- [WRITTEN PROBLEM]: Quote every line as given.

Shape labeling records

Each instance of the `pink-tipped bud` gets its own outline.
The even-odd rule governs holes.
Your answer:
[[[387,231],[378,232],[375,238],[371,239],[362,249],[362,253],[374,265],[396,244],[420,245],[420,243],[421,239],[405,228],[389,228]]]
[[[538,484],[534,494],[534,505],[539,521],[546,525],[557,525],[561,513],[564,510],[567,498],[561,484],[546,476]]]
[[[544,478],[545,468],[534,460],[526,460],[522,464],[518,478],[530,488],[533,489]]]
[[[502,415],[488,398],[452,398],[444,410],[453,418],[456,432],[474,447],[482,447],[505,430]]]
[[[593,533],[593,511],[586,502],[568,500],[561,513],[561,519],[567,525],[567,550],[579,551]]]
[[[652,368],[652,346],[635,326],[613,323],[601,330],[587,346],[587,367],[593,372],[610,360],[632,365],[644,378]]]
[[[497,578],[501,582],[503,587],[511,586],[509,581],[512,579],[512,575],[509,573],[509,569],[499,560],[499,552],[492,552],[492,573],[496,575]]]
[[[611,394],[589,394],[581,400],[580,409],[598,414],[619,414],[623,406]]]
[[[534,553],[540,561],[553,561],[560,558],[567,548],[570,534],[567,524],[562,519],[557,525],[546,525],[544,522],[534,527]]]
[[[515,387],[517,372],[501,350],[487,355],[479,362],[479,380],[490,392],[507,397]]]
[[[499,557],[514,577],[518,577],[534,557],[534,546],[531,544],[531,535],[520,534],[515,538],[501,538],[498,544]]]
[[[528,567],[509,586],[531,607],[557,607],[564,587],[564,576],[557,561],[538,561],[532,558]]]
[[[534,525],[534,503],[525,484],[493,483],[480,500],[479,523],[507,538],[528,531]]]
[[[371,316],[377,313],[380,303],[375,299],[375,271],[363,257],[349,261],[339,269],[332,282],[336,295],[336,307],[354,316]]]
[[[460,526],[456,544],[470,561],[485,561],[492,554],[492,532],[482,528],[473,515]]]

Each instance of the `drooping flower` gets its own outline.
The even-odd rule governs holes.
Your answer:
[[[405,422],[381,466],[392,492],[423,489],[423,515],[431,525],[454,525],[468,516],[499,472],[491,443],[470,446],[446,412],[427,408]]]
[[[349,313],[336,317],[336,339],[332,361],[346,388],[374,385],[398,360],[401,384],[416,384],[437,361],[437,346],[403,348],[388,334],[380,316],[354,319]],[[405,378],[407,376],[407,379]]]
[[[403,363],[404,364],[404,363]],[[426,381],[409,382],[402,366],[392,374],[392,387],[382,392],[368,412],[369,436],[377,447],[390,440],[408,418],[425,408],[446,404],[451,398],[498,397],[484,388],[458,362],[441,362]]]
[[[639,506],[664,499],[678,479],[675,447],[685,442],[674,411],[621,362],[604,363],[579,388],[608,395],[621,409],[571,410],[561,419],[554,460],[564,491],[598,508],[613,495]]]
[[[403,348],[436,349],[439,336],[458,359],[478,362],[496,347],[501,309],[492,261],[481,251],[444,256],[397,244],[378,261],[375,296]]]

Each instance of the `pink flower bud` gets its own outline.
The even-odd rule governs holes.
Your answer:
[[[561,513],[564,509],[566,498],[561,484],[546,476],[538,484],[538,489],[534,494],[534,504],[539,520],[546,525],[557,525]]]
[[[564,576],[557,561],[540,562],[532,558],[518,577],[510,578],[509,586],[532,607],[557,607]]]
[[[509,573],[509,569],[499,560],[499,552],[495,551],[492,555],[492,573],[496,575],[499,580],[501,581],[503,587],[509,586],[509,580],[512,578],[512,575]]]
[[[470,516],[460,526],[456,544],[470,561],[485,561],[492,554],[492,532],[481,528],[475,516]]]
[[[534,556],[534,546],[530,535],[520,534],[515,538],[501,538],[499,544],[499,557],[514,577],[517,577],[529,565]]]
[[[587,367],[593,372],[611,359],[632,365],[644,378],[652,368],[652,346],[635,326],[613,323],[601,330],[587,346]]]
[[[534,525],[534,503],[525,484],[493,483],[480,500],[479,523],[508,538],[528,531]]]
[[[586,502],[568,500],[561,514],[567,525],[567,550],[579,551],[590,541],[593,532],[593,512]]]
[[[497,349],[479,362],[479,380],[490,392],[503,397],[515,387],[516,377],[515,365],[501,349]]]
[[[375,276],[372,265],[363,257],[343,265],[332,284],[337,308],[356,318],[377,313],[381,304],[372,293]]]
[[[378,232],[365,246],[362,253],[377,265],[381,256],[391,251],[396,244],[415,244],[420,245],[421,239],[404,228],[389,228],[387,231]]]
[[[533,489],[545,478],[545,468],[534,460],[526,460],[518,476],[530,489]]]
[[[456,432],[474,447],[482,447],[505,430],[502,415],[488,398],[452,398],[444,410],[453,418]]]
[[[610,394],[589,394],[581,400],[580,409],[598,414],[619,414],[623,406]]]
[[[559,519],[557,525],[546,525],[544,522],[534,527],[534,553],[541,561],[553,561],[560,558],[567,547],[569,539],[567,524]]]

- [EXERCISE OUTPUT]:
Each instance of the `pink-tipped bud` gets its own outline.
The even-odd rule governs holes.
Your answer:
[[[387,231],[378,232],[375,238],[371,239],[362,249],[362,253],[374,265],[396,244],[420,245],[420,243],[421,239],[405,228],[389,228]]]
[[[538,484],[534,494],[534,505],[539,521],[546,525],[557,525],[561,513],[564,510],[567,498],[561,484],[546,476]]]
[[[544,478],[545,468],[534,460],[526,460],[522,464],[518,478],[530,488],[533,489]]]
[[[502,415],[488,398],[452,398],[444,410],[453,418],[456,432],[474,447],[482,447],[505,430]]]
[[[593,533],[593,511],[586,502],[568,500],[561,513],[561,519],[567,525],[567,550],[579,551]]]
[[[652,368],[652,346],[635,326],[613,323],[601,330],[587,346],[587,367],[593,372],[610,360],[632,365],[644,378]]]
[[[497,578],[501,582],[503,587],[511,586],[509,581],[512,579],[512,575],[509,573],[509,569],[499,560],[499,552],[492,552],[492,573],[496,575]]]
[[[611,394],[589,394],[581,400],[580,409],[598,414],[619,414],[623,406]]]
[[[534,553],[540,561],[553,561],[560,558],[567,548],[570,534],[567,524],[562,519],[557,525],[546,525],[544,522],[534,527]]]
[[[515,387],[517,372],[501,350],[487,355],[479,362],[479,380],[490,392],[507,397]]]
[[[499,557],[514,577],[518,577],[534,557],[534,546],[531,544],[531,535],[520,534],[515,538],[501,538],[498,544]]]
[[[528,567],[509,586],[531,607],[557,607],[564,587],[564,576],[557,561],[538,561],[532,558]]]
[[[534,525],[534,503],[525,484],[493,483],[480,500],[479,523],[507,538],[528,531]]]
[[[371,316],[377,313],[380,303],[375,299],[375,271],[363,257],[349,261],[339,269],[332,282],[336,295],[336,307],[354,316]]]
[[[460,526],[456,544],[470,561],[485,561],[492,554],[492,532],[482,528],[473,515]]]

Each instance of the `drooping flower` gets its own outline.
The even-odd rule governs holes.
Your answer:
[[[405,422],[381,466],[392,492],[423,489],[423,515],[431,525],[454,525],[468,516],[499,472],[491,443],[470,446],[446,412],[427,408]]]
[[[349,313],[336,317],[336,339],[332,361],[346,388],[374,385],[398,360],[401,384],[416,384],[437,361],[437,346],[403,348],[388,334],[380,316],[354,319]],[[405,378],[407,376],[407,379]]]
[[[403,363],[404,364],[404,363]],[[426,381],[409,382],[402,366],[392,374],[392,387],[382,392],[368,412],[369,436],[377,447],[390,440],[408,418],[425,408],[446,404],[451,398],[498,397],[484,388],[458,362],[441,362]]]
[[[639,506],[664,499],[678,479],[675,447],[685,442],[674,411],[621,362],[604,363],[579,388],[608,395],[621,409],[571,410],[561,419],[554,460],[564,491],[598,508],[613,495]]]
[[[403,348],[436,349],[439,336],[458,359],[478,362],[496,347],[501,309],[492,261],[481,251],[444,256],[397,244],[378,261],[375,296]]]

Each instance of the `pink flower bud` gets its own outline.
The even-odd rule governs holes.
Your answer:
[[[561,513],[564,509],[566,498],[561,484],[546,476],[538,484],[538,489],[534,494],[534,504],[539,520],[546,525],[557,525]]]
[[[564,576],[557,561],[540,562],[532,558],[518,577],[510,578],[509,586],[532,607],[557,607]]]
[[[509,573],[509,569],[499,560],[499,552],[495,551],[492,555],[492,573],[496,575],[499,580],[501,581],[503,587],[509,586],[509,580],[512,578],[512,575]]]
[[[470,516],[460,526],[456,544],[470,561],[485,561],[492,554],[492,532],[481,528],[475,516]]]
[[[534,556],[534,546],[530,535],[520,534],[515,538],[501,538],[499,544],[499,557],[514,577],[517,577],[529,565]]]
[[[587,367],[593,372],[611,359],[632,365],[644,378],[652,368],[652,346],[635,326],[613,323],[601,330],[587,346]]]
[[[534,525],[534,503],[525,484],[493,483],[480,500],[479,523],[508,538],[528,531]]]
[[[586,502],[568,500],[561,514],[567,525],[567,550],[579,551],[590,541],[593,532],[593,512]]]
[[[497,349],[479,362],[479,380],[490,392],[503,397],[515,387],[516,377],[515,365],[501,349]]]
[[[375,276],[372,265],[363,257],[343,265],[332,284],[337,308],[356,318],[377,313],[381,304],[372,293]]]
[[[378,232],[365,246],[362,253],[377,265],[381,256],[391,251],[396,244],[415,244],[420,245],[421,239],[404,228],[389,228],[387,231]]]
[[[533,489],[545,478],[545,468],[534,460],[526,460],[518,476],[530,489]]]
[[[456,432],[474,447],[482,447],[505,430],[502,415],[488,398],[452,398],[444,410],[453,418]]]
[[[610,394],[589,394],[581,400],[580,409],[598,414],[619,414],[623,406]]]
[[[559,519],[557,525],[546,525],[544,522],[534,527],[534,553],[541,561],[553,561],[560,558],[567,547],[569,539],[567,524]]]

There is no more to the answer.